**Instructions for the task**
Could you resume the Court of Claims opinion on Zurich's motion, continuing right after its last sentence?

**Document section**

▽

Case Name: Zurich General Accident & Liability Insurance Co., Ltd. (United States Branch), Claimant, v. The State of New York, Defendant
Court: New York State Court of Claims
Jurisdiction: New York
Decision Date: 1942-11-16
Citations: 179 Misc. 162
Docket Number: Motion M-861
Parties: Zurich General Accident & Liability Insurance Co., Ltd. (United States Branch), Claimant, v. The State of New York, Defendant.
Judges: 
Reporter: New York Miscellaneous Reports
Volume: 179
Pages: 162–168

Head Matter:
Zurich General Accident & Liability Insurance Co., Ltd. (United States Branch), Claimant, v. The State of New York, Defendant.
(Motion M-861.)
Court of Claims,
November 16, 1942.
Frederick M. Garfield for claimant.
John J. Bennett, Jr., Attorney-General (Martin P. O’Leary of counsel), for defendant.

Opinion:
Greenberg, J.
This is a motion by the Zurich General Accident & Liability Insurance Company, Ltd. (hereinafter referred to as Zurich) for an order permitting the filing of a proposed claim against the State arising out of an alleged breach of contract on the part of the State Insurance Fund.
Unless the proposed claim states a cause of action, the motion must be denied. (Apropo v. State of New York, 252 App. Div. 803; Siegel v. State of New York, 262 App. Div. 388.)

△

**Given material**
▽

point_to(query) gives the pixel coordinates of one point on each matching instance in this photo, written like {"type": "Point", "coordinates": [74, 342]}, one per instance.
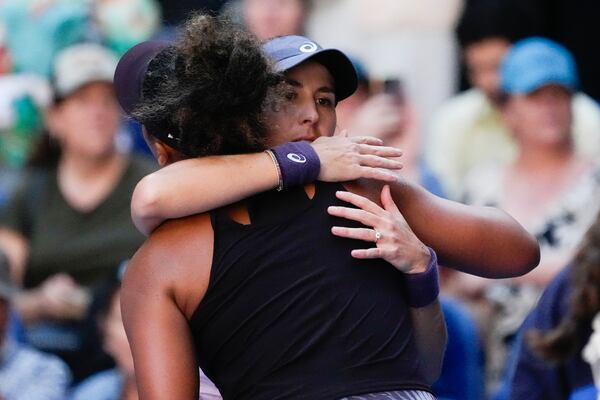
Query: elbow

△

**Reply to the task**
The facts alleged in the proposed claim are as follows:
The State Insurance Fund, on January 8,1937, issued a policy of workmen's compensation and employer's liability insurance to Milnag Leasing Corporation (hereinafter referred to as Milnag) providing, among other things, for insurance (1) against all liability under Workmen's Compensation Law (Cons. Laws, ch. 67) and (2) an agreement to indemnify said Milnag against loss by reason of any liability imposed upon it by law for damages on account of injuries to its employees. On July 2, 1936, Zurich issued to the same Milnag a policy of liability insurance which contained, among other things, a provision under the title "Exclusions" the following: "Provided also that the Company shall not be liable in respect to bodily injuries or death (6) if assured is liable under any workmen's-compensation law plan or agreement." The said policy also contained the further proviso that the said Milnag was insured against claims "by any person or persons except employees of the assured while engaged in any duties directly or indirectly connected with their employment by the insured while in or upon the premises described in declaration 4."
On January 27, 1937, one Leonora J ones, an accordionist appearing with the orchestra of one Bobby Hayes at the Hotel Edison, operated by the said Milnag, fell from a platform during her performance and sustained bodily injuries. The said Milnag immediately filed a notification with the State Insurance Fund and the Labor Department, advising them of the occurrence and setting forth in such notice that the said Leonora Jones was an employee. The said Leonora Jones was treated by a physician who also filed with the Labor Department the necessary physician's reports. The matter in due course came on for hearing before a referee of the Compensation Bureau of the Labor Department.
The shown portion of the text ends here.